AIM OF THE TASK => List every person and institution that the court summary identifies by proper name.

EXTRACT =>
---*---

Plaintiffs Buffy Dale, a student, and Christine Dale, her mother, filed a petition against the St. Louis Public Schools Board of Education and individual defendants1 for damages for injuries Buffy sustained on the playground of Yeatman Middle School, a St. Louis City School, when she was hit in the eye by a piece of debris thrown by another student. The Board of Education moved for summary judgment on the grounds that plaintiffs could not prove that Buffy was injured as a direct result of debris on the playground or that the debris on the playground created a reasonably foreseeable risk of the kind of harm Buffy incurred. The trial court granted the motion on the grounds that “[t]he injury suffered by plaintiff was the result of the action of a third party and was not the result of a defect in the School District’s property as contemplated by § 537.600 RSMo.” Plaintiffs appeal from this order. We affirm.
Defendant’s motion for summary judgment is based on plaintiffs’ allegation in their third amended petition as well as deposition testimony that the injury was caused when another student picked up a piece of debris from the playground and threw it at Buffy.

---*---

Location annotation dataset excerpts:
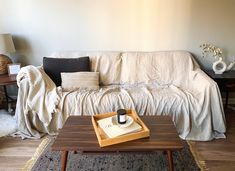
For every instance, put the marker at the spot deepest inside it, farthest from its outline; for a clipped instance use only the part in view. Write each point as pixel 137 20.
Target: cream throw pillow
pixel 80 80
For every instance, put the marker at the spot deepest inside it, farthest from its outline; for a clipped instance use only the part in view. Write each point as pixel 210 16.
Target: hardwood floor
pixel 218 154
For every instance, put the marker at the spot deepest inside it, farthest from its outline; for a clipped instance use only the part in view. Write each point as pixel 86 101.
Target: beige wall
pixel 41 27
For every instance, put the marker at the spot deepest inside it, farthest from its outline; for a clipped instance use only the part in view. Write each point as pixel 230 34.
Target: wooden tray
pixel 104 140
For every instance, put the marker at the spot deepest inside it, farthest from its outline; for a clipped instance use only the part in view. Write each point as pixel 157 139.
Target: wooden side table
pixel 225 81
pixel 6 80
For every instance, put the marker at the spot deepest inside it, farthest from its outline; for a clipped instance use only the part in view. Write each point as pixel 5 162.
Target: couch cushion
pixel 170 67
pixel 108 64
pixel 79 80
pixel 54 66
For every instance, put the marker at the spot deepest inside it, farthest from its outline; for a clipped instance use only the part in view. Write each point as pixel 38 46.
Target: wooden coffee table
pixel 78 134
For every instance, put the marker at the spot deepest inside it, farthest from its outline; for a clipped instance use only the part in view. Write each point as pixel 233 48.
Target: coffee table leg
pixel 64 160
pixel 170 160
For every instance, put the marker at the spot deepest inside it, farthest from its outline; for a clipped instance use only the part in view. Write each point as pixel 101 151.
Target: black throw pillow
pixel 54 66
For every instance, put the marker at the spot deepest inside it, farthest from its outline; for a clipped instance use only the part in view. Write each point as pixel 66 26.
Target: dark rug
pixel 50 161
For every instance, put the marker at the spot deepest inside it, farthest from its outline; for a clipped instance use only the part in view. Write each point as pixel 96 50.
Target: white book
pixel 113 130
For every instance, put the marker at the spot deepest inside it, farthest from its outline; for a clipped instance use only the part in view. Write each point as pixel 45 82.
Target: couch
pixel 152 83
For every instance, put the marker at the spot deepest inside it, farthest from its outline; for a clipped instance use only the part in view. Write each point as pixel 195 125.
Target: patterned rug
pixel 45 159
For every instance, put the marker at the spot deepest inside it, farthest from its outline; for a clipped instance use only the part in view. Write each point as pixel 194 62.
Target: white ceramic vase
pixel 220 66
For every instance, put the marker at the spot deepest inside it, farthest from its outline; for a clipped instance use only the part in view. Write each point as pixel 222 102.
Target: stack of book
pixel 112 129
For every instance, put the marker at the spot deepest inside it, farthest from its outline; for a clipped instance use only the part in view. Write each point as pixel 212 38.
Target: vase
pixel 219 66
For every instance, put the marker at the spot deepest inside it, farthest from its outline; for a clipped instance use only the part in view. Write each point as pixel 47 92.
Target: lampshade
pixel 6 46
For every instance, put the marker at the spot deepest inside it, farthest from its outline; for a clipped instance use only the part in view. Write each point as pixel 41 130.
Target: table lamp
pixel 6 46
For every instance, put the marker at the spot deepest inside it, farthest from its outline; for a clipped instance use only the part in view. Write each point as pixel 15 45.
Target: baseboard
pixel 230 100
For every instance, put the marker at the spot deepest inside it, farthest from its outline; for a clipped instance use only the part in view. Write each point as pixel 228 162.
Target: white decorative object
pixel 219 66
pixel 230 66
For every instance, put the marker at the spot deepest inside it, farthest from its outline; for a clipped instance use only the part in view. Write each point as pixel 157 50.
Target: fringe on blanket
pixel 199 160
pixel 42 146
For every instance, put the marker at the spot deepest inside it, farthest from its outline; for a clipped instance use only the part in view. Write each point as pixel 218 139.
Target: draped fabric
pixel 152 83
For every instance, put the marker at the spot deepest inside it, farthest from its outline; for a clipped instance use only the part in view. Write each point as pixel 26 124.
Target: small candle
pixel 121 115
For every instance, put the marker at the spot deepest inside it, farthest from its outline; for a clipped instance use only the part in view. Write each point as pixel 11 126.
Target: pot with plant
pixel 218 66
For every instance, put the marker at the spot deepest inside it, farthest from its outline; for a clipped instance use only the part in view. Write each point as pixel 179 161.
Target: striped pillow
pixel 76 80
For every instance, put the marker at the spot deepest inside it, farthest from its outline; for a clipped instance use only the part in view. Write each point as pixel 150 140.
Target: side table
pixel 225 81
pixel 6 80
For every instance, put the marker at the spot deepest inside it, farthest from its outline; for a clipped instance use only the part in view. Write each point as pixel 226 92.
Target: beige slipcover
pixel 152 83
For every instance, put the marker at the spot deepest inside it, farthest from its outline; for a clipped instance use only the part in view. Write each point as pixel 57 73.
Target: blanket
pixel 36 105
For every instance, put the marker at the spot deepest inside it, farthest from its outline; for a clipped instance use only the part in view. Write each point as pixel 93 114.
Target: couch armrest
pixel 207 93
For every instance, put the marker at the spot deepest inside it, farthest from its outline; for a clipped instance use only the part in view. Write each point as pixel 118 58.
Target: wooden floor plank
pixel 218 154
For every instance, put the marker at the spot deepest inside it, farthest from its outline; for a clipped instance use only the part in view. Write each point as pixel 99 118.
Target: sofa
pixel 152 83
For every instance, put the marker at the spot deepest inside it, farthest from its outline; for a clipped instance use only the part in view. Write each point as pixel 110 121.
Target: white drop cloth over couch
pixel 152 83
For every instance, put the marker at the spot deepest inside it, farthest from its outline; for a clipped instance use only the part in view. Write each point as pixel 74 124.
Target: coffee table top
pixel 78 134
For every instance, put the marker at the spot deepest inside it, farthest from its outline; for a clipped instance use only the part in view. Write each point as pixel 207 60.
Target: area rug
pixel 44 159
pixel 7 123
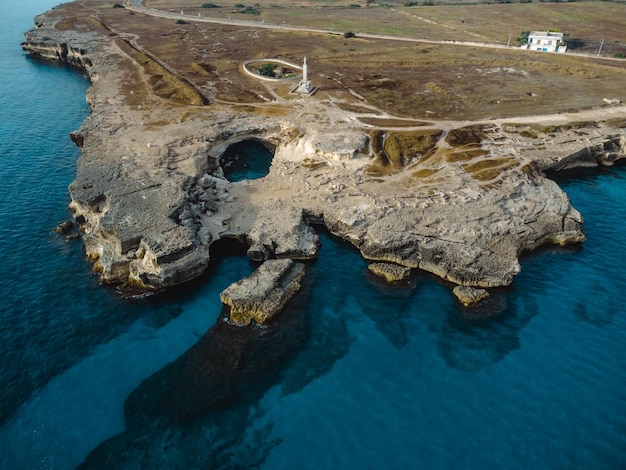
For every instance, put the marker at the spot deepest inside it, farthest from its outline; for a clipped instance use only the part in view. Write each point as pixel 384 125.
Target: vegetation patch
pixel 465 154
pixel 313 164
pixel 424 172
pixel 490 168
pixel 162 82
pixel 394 151
pixel 389 122
pixel 470 135
pixel 617 122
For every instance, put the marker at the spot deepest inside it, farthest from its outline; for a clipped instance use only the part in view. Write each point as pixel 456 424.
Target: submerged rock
pixel 389 271
pixel 263 294
pixel 470 295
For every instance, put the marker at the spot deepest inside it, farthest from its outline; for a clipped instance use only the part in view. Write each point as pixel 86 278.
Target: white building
pixel 545 41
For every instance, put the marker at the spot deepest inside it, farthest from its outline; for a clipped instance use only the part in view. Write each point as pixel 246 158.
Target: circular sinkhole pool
pixel 246 160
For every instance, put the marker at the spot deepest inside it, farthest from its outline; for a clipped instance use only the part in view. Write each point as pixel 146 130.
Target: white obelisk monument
pixel 305 84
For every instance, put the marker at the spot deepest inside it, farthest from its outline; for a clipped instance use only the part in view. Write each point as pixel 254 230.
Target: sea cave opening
pixel 247 159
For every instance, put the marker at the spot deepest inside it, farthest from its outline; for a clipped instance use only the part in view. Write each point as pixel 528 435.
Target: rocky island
pixel 417 168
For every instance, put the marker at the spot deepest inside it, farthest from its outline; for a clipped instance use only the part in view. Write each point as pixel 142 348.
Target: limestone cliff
pixel 150 196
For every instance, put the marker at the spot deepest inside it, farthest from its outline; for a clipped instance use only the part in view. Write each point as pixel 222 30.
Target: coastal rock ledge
pixel 150 196
pixel 263 294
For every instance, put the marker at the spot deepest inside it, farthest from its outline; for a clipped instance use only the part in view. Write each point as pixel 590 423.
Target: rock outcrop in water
pixel 260 296
pixel 150 196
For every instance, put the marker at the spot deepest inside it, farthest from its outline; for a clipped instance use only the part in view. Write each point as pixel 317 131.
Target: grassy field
pixel 413 79
pixel 591 21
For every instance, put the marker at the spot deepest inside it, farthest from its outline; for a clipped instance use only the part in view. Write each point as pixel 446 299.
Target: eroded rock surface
pixel 263 294
pixel 150 196
pixel 389 271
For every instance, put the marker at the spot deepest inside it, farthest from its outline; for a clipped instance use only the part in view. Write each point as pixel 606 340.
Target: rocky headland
pixel 460 199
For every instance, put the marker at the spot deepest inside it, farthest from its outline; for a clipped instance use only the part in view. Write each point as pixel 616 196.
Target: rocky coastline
pixel 150 197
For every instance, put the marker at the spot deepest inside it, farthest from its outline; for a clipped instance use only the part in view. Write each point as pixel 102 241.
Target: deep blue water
pixel 355 375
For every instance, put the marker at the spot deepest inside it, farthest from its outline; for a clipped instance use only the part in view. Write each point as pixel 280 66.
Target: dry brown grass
pixel 394 151
pixel 405 79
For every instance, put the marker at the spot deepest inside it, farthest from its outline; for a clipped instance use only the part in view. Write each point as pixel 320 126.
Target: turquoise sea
pixel 354 374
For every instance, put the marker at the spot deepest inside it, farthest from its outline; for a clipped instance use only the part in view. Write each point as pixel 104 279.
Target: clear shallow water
pixel 360 375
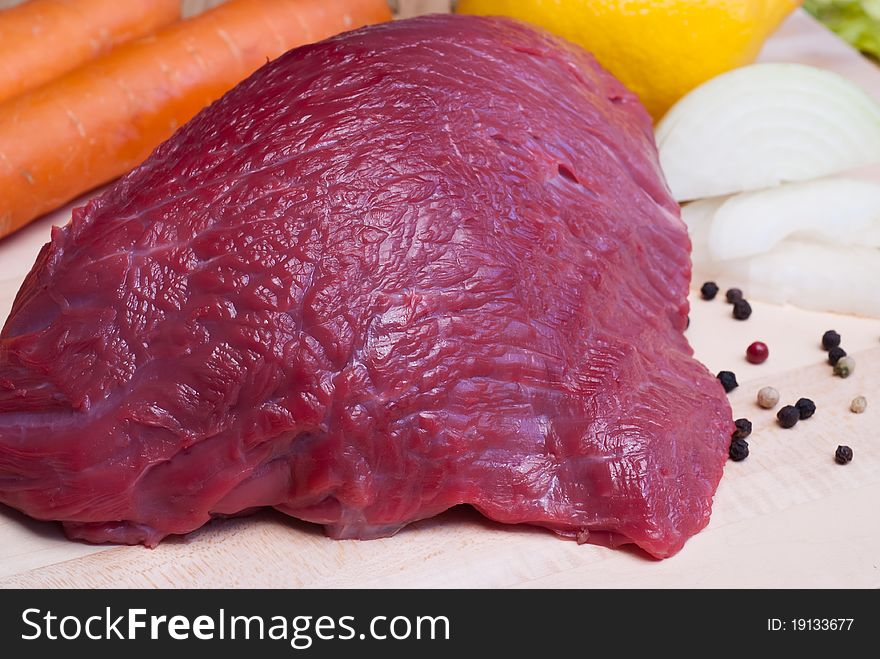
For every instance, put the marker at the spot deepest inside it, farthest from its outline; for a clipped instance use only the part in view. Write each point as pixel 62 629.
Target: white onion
pixel 834 211
pixel 763 125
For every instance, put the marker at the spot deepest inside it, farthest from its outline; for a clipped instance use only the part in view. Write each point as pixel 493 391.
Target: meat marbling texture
pixel 419 265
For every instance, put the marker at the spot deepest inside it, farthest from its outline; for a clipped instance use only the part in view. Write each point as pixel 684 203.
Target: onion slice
pixel 832 211
pixel 763 125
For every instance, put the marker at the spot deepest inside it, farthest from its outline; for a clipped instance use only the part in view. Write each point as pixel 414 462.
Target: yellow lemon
pixel 660 49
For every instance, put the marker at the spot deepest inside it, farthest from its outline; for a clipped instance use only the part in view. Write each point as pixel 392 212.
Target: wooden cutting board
pixel 786 517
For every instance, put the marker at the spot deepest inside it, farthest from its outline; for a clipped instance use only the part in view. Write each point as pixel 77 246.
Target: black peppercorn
pixel 806 408
pixel 843 454
pixel 830 339
pixel 709 290
pixel 742 310
pixel 788 416
pixel 743 429
pixel 739 450
pixel 728 380
pixel 835 355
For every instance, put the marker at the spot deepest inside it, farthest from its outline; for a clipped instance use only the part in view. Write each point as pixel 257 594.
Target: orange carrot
pixel 43 39
pixel 95 123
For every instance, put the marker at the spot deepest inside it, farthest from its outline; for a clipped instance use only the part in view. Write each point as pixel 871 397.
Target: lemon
pixel 660 49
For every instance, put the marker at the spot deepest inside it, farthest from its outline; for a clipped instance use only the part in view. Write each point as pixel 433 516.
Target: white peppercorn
pixel 768 397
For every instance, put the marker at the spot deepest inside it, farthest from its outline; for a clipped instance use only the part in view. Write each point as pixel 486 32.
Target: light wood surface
pixel 786 517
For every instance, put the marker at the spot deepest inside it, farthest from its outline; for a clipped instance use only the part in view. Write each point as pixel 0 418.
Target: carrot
pixel 43 39
pixel 90 126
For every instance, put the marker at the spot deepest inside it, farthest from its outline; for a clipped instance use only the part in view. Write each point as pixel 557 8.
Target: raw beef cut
pixel 414 266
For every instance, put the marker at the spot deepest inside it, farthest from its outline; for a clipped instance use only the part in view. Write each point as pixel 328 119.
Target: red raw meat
pixel 418 265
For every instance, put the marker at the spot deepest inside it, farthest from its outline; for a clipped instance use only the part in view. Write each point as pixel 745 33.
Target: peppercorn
pixel 728 380
pixel 845 367
pixel 830 339
pixel 709 290
pixel 757 352
pixel 743 429
pixel 768 397
pixel 742 310
pixel 806 408
pixel 733 294
pixel 835 354
pixel 739 450
pixel 788 416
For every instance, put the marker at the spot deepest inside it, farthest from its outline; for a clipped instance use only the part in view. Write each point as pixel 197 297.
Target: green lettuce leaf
pixel 856 21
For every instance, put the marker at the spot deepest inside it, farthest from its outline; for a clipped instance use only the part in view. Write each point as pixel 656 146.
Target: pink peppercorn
pixel 757 353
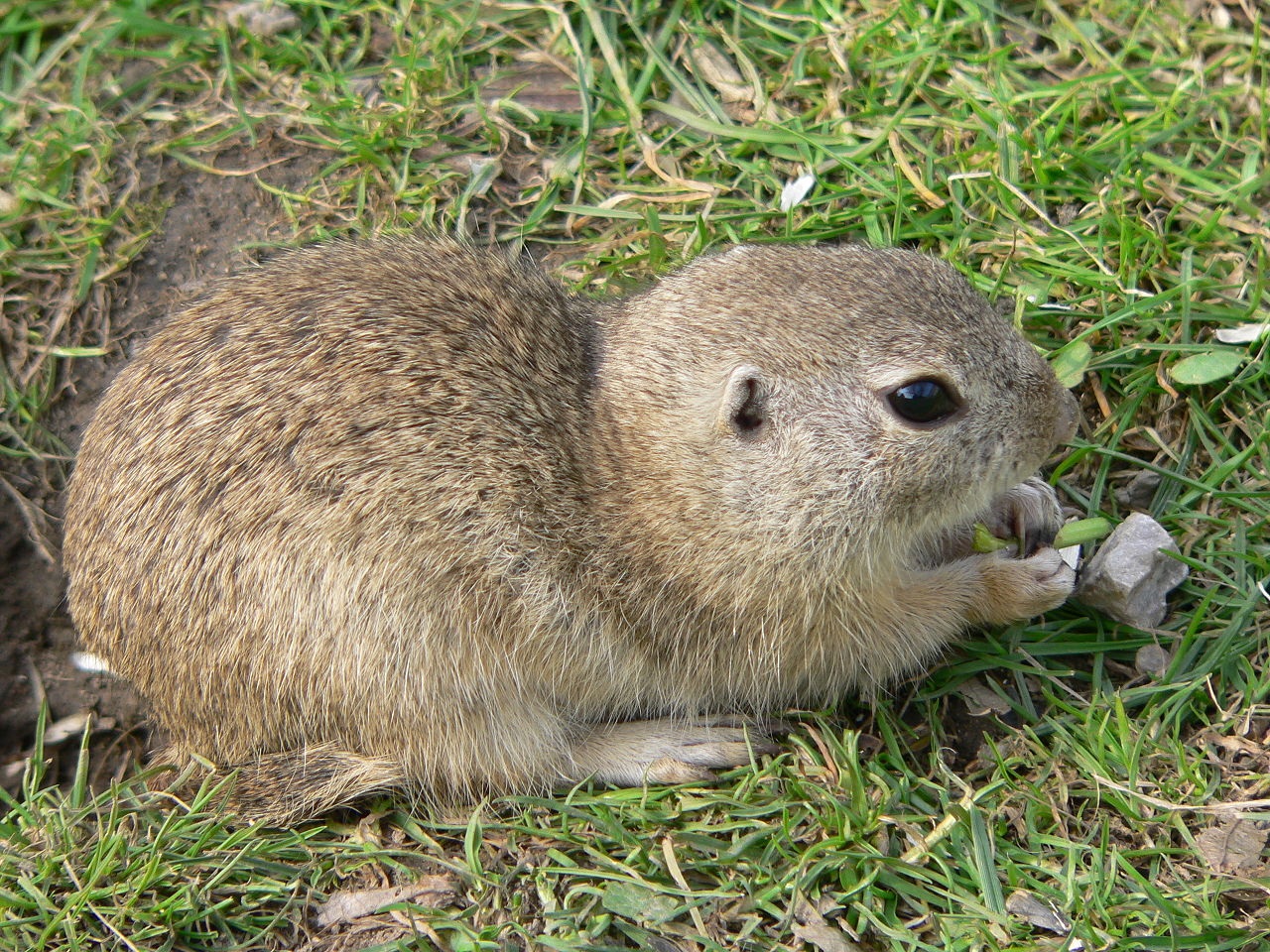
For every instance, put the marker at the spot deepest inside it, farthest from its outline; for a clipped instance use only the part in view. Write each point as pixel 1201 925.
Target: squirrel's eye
pixel 924 402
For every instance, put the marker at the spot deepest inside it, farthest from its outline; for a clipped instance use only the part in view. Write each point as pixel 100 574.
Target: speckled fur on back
pixel 405 515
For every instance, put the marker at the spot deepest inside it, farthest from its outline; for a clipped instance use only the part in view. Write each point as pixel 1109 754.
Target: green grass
pixel 1101 167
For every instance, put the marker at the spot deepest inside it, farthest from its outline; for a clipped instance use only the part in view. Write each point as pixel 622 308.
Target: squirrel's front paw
pixel 1015 589
pixel 1029 513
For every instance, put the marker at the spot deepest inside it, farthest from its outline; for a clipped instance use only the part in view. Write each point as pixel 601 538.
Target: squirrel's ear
pixel 743 412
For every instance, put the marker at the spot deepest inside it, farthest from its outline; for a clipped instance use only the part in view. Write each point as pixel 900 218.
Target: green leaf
pixel 639 904
pixel 1206 367
pixel 1070 362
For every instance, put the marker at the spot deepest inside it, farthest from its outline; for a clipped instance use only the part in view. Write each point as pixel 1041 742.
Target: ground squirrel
pixel 405 515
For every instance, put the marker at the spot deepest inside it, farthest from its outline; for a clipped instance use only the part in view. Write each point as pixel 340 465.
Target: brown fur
pixel 405 515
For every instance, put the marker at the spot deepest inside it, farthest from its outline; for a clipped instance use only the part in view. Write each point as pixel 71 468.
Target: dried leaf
pixel 1232 844
pixel 1038 912
pixel 1151 660
pixel 540 86
pixel 980 699
pixel 714 66
pixel 349 905
pixel 813 928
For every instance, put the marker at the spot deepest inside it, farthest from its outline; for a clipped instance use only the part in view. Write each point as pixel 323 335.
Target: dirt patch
pixel 212 218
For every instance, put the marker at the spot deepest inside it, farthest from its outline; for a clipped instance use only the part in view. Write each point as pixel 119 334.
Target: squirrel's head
pixel 790 402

---*---

FINAL RESULT =>
- Buffy Dale
- Christine Dale
- St. Louis Public Schools Board of Education
- Yeatman Middle School